Source data:
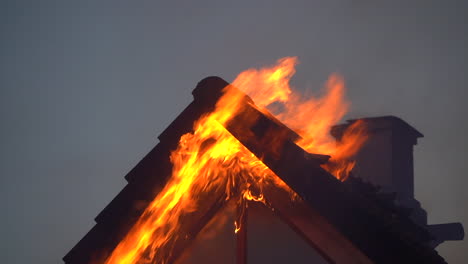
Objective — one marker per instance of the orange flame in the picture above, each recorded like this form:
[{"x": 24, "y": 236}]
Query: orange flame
[{"x": 210, "y": 158}]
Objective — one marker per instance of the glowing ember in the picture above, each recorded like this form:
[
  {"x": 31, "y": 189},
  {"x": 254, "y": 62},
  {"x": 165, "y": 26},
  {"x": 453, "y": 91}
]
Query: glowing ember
[{"x": 211, "y": 159}]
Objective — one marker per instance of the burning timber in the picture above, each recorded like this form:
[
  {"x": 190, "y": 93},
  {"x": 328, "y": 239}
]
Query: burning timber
[{"x": 344, "y": 225}]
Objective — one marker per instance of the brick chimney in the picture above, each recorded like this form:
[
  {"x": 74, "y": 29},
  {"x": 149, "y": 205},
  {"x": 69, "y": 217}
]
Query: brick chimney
[{"x": 386, "y": 160}]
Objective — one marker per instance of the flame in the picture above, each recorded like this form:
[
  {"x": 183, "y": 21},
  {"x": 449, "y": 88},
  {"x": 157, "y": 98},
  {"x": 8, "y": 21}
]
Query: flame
[{"x": 211, "y": 159}]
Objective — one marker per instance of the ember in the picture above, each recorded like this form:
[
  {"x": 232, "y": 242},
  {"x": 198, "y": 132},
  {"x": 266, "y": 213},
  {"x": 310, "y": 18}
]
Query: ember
[
  {"x": 235, "y": 149},
  {"x": 211, "y": 159}
]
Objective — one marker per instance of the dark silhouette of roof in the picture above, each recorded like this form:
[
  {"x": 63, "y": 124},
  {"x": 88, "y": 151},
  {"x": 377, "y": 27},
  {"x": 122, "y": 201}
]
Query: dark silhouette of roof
[{"x": 374, "y": 226}]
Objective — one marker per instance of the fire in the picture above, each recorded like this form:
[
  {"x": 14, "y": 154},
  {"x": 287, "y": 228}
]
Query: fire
[{"x": 211, "y": 159}]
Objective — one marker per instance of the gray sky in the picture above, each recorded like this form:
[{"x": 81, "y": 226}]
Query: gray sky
[{"x": 87, "y": 86}]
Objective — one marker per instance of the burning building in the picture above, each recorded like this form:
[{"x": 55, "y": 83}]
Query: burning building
[{"x": 349, "y": 196}]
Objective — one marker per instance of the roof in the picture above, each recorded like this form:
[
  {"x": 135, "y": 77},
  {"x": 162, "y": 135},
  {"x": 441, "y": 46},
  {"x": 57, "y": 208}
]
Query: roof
[{"x": 374, "y": 231}]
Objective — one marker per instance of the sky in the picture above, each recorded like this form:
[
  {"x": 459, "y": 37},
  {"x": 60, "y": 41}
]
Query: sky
[{"x": 87, "y": 86}]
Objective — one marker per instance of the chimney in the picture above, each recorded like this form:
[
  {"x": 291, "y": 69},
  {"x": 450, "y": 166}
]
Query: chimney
[{"x": 386, "y": 160}]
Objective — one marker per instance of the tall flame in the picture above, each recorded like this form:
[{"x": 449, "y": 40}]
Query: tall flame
[{"x": 210, "y": 158}]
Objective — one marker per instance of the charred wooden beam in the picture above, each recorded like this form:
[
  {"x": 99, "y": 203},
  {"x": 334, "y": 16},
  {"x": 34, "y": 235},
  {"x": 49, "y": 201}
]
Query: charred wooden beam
[
  {"x": 312, "y": 227},
  {"x": 383, "y": 236}
]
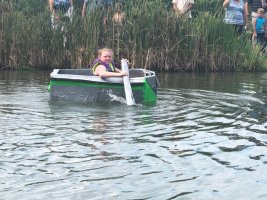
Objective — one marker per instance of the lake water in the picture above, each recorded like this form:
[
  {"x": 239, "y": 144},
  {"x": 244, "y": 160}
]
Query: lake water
[{"x": 205, "y": 138}]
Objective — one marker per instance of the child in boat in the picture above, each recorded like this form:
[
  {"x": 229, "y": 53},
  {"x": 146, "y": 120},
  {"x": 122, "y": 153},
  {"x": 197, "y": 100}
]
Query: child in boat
[
  {"x": 104, "y": 66},
  {"x": 259, "y": 28}
]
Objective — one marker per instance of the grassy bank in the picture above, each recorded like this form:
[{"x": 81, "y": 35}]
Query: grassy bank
[{"x": 152, "y": 37}]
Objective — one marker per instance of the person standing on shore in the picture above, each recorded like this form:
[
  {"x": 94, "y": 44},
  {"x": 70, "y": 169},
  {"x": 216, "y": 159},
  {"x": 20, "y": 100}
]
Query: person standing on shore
[
  {"x": 61, "y": 10},
  {"x": 183, "y": 7},
  {"x": 236, "y": 14}
]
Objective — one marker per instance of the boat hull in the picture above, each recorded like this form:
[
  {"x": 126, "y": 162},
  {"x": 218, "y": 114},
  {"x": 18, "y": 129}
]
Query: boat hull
[{"x": 82, "y": 86}]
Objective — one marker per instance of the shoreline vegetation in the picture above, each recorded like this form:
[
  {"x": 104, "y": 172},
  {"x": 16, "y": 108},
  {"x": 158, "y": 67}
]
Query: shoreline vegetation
[{"x": 152, "y": 37}]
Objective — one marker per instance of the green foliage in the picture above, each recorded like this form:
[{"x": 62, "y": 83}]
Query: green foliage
[{"x": 151, "y": 37}]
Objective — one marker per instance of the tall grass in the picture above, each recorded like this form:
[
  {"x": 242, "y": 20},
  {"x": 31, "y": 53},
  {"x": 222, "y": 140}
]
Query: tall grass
[{"x": 151, "y": 37}]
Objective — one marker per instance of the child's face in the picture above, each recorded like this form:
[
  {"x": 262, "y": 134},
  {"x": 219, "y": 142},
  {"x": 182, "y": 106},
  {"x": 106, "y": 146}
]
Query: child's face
[{"x": 260, "y": 14}]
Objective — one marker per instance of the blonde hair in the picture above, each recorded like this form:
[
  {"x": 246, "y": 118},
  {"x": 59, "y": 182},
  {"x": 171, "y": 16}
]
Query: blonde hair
[
  {"x": 100, "y": 51},
  {"x": 260, "y": 10}
]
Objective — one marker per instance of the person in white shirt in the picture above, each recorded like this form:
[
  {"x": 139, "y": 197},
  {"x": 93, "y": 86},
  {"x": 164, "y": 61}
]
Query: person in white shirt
[{"x": 183, "y": 7}]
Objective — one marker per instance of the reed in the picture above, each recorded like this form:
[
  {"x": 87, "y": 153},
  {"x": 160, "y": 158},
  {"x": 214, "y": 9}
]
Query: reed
[{"x": 151, "y": 37}]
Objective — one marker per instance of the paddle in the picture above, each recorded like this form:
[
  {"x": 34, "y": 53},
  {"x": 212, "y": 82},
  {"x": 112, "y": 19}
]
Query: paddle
[{"x": 126, "y": 81}]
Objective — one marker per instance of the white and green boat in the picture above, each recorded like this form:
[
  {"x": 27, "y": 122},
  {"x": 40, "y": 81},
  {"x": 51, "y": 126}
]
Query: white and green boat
[{"x": 80, "y": 85}]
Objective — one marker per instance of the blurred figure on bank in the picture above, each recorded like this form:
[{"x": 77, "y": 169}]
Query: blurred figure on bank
[
  {"x": 236, "y": 14},
  {"x": 118, "y": 18},
  {"x": 61, "y": 12},
  {"x": 259, "y": 28},
  {"x": 104, "y": 65},
  {"x": 183, "y": 7},
  {"x": 255, "y": 5},
  {"x": 80, "y": 7}
]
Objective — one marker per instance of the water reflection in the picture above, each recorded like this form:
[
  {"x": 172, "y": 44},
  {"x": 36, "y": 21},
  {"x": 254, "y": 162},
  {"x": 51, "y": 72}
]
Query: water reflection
[{"x": 204, "y": 139}]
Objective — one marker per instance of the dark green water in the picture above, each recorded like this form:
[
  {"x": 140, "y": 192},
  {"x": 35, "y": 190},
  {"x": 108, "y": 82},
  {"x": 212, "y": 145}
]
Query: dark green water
[{"x": 204, "y": 139}]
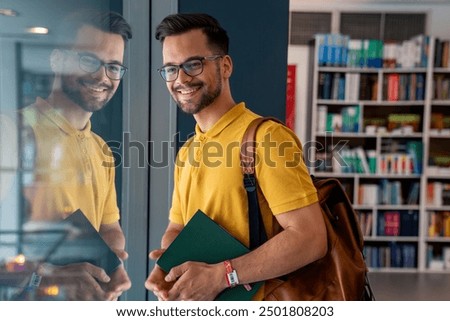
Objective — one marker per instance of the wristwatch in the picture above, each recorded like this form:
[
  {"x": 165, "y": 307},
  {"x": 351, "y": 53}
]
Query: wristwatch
[{"x": 231, "y": 276}]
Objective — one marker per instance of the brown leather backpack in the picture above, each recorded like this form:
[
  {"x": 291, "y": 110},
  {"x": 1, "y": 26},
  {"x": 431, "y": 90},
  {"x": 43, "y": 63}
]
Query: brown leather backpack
[{"x": 342, "y": 273}]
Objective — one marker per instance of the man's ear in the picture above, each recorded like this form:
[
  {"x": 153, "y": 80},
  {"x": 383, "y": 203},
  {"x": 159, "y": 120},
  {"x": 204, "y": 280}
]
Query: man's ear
[
  {"x": 56, "y": 61},
  {"x": 228, "y": 66}
]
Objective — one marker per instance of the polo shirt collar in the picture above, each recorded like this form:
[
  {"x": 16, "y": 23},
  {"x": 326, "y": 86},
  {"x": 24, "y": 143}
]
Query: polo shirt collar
[
  {"x": 229, "y": 117},
  {"x": 59, "y": 120}
]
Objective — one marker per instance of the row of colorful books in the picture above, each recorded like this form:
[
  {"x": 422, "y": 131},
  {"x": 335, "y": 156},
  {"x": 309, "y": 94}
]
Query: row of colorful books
[
  {"x": 439, "y": 224},
  {"x": 438, "y": 193},
  {"x": 388, "y": 193},
  {"x": 395, "y": 255},
  {"x": 340, "y": 50}
]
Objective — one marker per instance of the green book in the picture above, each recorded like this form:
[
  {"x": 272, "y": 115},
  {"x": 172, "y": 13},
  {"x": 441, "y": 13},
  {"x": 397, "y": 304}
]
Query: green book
[{"x": 203, "y": 240}]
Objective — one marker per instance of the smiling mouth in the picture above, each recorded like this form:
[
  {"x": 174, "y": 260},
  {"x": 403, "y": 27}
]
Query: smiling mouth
[
  {"x": 95, "y": 89},
  {"x": 188, "y": 91}
]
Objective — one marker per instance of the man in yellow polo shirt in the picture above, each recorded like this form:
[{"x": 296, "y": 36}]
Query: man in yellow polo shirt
[
  {"x": 208, "y": 176},
  {"x": 73, "y": 167}
]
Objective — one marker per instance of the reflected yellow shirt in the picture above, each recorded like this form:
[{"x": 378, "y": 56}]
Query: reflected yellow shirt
[
  {"x": 74, "y": 169},
  {"x": 208, "y": 174}
]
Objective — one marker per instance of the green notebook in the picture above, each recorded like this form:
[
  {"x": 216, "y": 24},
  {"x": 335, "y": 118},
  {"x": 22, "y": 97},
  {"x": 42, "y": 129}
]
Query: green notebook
[{"x": 203, "y": 240}]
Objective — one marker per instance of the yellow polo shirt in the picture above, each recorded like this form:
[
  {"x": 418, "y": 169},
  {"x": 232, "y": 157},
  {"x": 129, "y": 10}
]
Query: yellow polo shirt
[
  {"x": 208, "y": 174},
  {"x": 74, "y": 169}
]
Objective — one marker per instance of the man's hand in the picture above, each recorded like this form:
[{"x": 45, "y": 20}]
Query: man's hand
[
  {"x": 155, "y": 281},
  {"x": 119, "y": 283},
  {"x": 193, "y": 281}
]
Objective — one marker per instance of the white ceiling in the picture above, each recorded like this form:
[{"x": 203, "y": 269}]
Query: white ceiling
[{"x": 41, "y": 13}]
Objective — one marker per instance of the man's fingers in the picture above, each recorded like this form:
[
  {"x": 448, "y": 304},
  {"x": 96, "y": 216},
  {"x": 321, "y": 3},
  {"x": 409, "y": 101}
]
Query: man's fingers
[
  {"x": 155, "y": 254},
  {"x": 176, "y": 272}
]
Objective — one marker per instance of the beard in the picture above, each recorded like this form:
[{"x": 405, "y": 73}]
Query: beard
[
  {"x": 77, "y": 90},
  {"x": 192, "y": 107}
]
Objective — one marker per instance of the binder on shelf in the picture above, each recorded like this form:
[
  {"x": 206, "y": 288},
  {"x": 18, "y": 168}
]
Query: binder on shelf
[{"x": 203, "y": 240}]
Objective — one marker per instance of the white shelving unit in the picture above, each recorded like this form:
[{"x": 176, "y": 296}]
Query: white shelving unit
[{"x": 423, "y": 249}]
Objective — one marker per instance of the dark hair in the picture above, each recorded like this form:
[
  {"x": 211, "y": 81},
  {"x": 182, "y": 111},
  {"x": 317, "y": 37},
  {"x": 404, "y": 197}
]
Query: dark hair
[
  {"x": 109, "y": 21},
  {"x": 179, "y": 23}
]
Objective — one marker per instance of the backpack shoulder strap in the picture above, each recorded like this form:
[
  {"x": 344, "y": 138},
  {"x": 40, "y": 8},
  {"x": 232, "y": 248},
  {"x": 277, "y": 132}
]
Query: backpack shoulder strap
[
  {"x": 248, "y": 144},
  {"x": 257, "y": 232}
]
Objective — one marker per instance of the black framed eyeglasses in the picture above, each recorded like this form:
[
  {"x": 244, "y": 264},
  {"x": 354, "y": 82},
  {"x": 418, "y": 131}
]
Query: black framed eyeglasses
[
  {"x": 91, "y": 64},
  {"x": 192, "y": 67}
]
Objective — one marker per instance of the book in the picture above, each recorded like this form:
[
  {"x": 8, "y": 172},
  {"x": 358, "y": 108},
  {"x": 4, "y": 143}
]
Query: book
[{"x": 203, "y": 240}]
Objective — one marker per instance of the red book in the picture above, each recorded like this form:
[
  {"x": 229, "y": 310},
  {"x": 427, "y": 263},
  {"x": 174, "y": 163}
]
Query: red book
[
  {"x": 392, "y": 223},
  {"x": 290, "y": 97}
]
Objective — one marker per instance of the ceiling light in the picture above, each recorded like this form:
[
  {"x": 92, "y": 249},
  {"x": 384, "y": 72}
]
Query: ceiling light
[
  {"x": 8, "y": 12},
  {"x": 38, "y": 30}
]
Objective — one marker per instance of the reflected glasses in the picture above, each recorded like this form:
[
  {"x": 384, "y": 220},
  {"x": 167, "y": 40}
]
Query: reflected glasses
[
  {"x": 92, "y": 64},
  {"x": 192, "y": 67}
]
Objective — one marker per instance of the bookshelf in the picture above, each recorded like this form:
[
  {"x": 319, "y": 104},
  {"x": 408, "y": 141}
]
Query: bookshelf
[{"x": 381, "y": 124}]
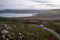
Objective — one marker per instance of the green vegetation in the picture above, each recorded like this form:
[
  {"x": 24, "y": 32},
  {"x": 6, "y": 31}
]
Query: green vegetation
[{"x": 30, "y": 31}]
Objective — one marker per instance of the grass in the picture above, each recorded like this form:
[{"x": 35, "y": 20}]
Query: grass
[{"x": 29, "y": 30}]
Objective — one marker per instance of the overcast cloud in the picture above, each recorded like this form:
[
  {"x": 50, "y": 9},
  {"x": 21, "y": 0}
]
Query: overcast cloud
[{"x": 29, "y": 4}]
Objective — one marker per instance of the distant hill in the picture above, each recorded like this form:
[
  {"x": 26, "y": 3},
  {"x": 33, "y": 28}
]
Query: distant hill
[
  {"x": 41, "y": 14},
  {"x": 18, "y": 11}
]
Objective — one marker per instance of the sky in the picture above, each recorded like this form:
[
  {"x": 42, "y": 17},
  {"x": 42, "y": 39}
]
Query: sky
[{"x": 29, "y": 4}]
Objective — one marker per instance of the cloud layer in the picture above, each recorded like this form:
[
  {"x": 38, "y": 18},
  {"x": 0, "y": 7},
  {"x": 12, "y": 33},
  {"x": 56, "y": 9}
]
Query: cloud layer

*TASK:* Of all the entries above, how many lines contain the string "layer"? Answer with the number only.

*WRITTEN REPLY:* 2